***** Extrait

22.07.2024 Auteur: Mohamed Lamine KABA

La dynamique mondiale actuelle accélère la désagrégation de l’Europe

La dynamique mondiale actuelle accélère la désagrégation de l'Europe

Alors que l’Occident collectif réalise avec grande surprise et grand étonnement qu’il ne décide de plus rien sur la scène mondiale, l’Europe quant à elle se désagrège à un rythme de plus en plus accéléré. La dynamique du pouvoir mondial connaît une mutation profonde à la vitesse de croisière, où l’influence prédominante des pays occidentaux semble s’effriter. Historiquement, l’Europe et les États-Unis ont façonné les affaires mondiales à travers leur puissance coloniale, militaire, économique et culturelle, avec une emprise renforcée après la Seconde Guerre mondiale via des institutions telles que l’ONU, le FMI et la Banque mondiale qu’il convient de réformer. Cependant, l’émergence de nouvelles puissances économiques telles que la Chine et l’Inde, illustrée par des initiatives d’envergure comme la BRI, marque le passage d’un ordre unipolaire à un monde multipolaire où des acteurs comme la Russie, l’ASEAN, UNASUR et l’UA renforcent leur influence.

Les changements géopolitiques s’accompagnent d’une transformation économique significative : le pivot du commerce mondial vers l’Asie, l’innovation technologique qui s’étend au-delà de l’Occident et l’impact croissant des fonds souverains et des investissements chinois sur les marchés financiers. Parallèlement, la suprématie culturelle occidentale est remise en question par l’ascension de Bollywood, de Nollywood (bien d’autres encore) et l’expansion des plateformes sociales non-occidentales, ainsi que par l’augmentation des échanges éducatifs internationaux.

Les sanctions contre la Russie intensifient les divisions internes de l’Union européenne

Dans ce contexte précis de la dynamique mondiale, caractérisé par des mutations rapides et imprévisibles, l’Europe est confrontée à des enjeux significatifs. Les transformations économiques, telles que la mondialisation et les crises financières, ont renforcé la compétitivité internationale tout en accentuant les disparités économiques intra et interétatiques. Les politiques d’austérité, en réponse à ces crises, ont engendré des réductions budgétaires impactant les services sociaux et suscitant un mécontentement croissant. La dépendance aux chaînes d’approvisionnement globales rend également les économies européennes vulnérables aux perturbations externes.

**********
***** Extraits des données

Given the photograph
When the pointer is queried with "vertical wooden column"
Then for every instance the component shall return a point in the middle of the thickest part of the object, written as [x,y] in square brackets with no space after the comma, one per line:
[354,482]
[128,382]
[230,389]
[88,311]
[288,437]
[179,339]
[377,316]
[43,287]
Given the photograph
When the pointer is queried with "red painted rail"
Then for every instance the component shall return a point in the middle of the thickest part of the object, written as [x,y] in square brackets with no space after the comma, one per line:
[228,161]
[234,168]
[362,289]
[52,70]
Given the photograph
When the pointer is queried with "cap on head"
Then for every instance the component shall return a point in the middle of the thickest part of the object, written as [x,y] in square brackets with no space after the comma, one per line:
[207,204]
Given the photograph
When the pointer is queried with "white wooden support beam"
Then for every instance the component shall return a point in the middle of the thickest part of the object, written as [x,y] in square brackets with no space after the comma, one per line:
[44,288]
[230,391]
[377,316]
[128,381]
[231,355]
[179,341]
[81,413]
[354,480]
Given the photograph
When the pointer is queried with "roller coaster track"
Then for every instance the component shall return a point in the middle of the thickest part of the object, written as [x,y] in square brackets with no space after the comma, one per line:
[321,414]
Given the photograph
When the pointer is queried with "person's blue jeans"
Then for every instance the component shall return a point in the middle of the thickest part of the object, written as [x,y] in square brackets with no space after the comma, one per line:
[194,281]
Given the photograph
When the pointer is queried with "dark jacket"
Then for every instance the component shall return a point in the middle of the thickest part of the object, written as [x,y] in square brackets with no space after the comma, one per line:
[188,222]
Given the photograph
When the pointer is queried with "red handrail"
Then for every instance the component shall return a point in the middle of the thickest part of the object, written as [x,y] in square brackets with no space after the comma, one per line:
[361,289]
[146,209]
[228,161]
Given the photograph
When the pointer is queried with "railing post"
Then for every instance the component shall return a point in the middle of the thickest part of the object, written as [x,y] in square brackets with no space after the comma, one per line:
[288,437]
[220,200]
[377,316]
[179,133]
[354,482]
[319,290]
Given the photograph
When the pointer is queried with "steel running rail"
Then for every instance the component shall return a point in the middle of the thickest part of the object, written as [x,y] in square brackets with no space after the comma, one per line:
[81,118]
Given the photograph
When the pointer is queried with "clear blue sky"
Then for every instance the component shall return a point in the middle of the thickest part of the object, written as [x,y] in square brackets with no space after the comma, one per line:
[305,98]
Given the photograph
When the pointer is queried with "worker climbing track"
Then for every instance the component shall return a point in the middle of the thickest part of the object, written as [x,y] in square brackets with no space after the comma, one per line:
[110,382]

**********
***** Extraits des données

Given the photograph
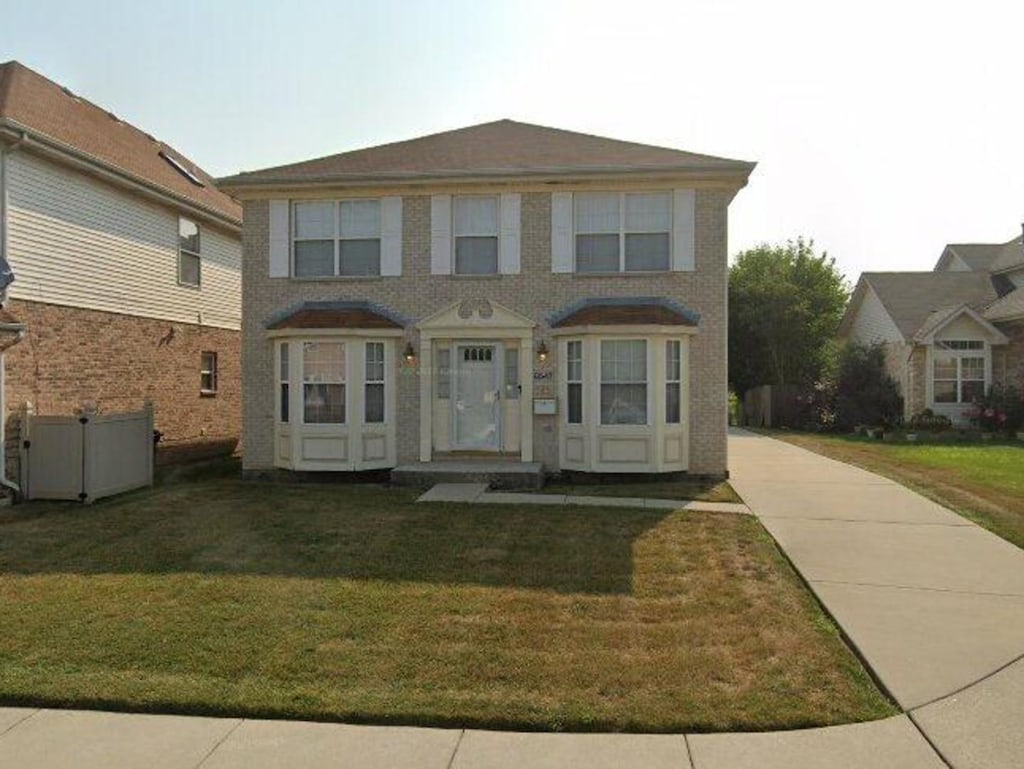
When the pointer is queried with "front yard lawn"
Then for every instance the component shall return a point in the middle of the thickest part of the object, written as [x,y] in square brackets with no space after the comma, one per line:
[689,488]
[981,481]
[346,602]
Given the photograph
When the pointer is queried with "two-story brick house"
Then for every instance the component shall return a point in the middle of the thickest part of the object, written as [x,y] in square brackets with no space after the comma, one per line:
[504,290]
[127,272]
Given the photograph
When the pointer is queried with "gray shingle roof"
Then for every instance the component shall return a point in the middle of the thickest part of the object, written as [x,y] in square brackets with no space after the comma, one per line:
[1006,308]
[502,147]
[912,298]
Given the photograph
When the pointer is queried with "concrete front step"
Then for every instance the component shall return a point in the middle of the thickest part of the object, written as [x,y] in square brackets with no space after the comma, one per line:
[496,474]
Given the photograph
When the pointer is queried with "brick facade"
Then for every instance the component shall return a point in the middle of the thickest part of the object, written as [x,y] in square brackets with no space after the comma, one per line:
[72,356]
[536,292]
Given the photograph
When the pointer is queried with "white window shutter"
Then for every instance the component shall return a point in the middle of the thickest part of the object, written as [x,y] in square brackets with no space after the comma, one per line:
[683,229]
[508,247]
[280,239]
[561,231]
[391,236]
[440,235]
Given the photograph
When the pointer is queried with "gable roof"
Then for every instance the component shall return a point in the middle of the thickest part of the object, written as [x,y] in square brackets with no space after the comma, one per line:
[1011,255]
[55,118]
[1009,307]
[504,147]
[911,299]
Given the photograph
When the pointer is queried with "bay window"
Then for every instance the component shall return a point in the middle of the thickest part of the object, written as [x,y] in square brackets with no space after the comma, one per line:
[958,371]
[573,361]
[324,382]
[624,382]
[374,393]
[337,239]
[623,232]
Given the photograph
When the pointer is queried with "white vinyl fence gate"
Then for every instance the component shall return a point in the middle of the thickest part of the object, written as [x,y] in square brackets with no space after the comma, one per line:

**********

(Consignes):
a. D'après l'extrait, par quelles institutions l'Europe et les États-Unis ont-ils renforcé leur emprise après la Seconde Guerre mondiale ?
b. Les affirmations suivantes concordent-elles avec l'extrait ? Répondez par oui ou par non et citez à chaque fois les mots décisifs du texte.
(i) Le commerce mondial se déplace vers l'Asie.
(ii) Les politiques d'austérité ont accru les moyens consacrés aux services sociaux.
(iii) La dépendance aux chaînes d'approvisionnement globales met les économies européennes à l'abri des perturbations externes.
c. Mettez à jour le passage de l'extrait qui commence par « Les changements géopolitiques » et se termine par « échanges éducatifs internationaux. » en y remplaçant « l’Asie » par « l’Afrique ».

(Corrigés):
a. L'ONU, le FMI et la Banque mondiale.

b.
(i) Oui : « le pivot du commerce mondial vers l’Asie ».
(ii) Non : « ont engendré des réductions budgétaires impactant les services sociaux ».
(iii) Non : « rend également les économies européennes vulnérables aux perturbations externes ».

c.
Les changements géopolitiques s’accompagnent d’une transformation économique significative : le pivot du commerce mondial vers l’Afrique, l’innovation technologique qui s’étend au-delà de l’Occident et l’impact croissant des fonds souverains et des investissements chinois sur les marchés financiers. Parallèlement, la suprématie culturelle occidentale est remise en question par l’ascension de Bollywood, de Nollywood (bien d’autres encore) et l’expansion des plateformes sociales non-occidentales, ainsi que par l’augmentation des échanges éducatifs internationaux.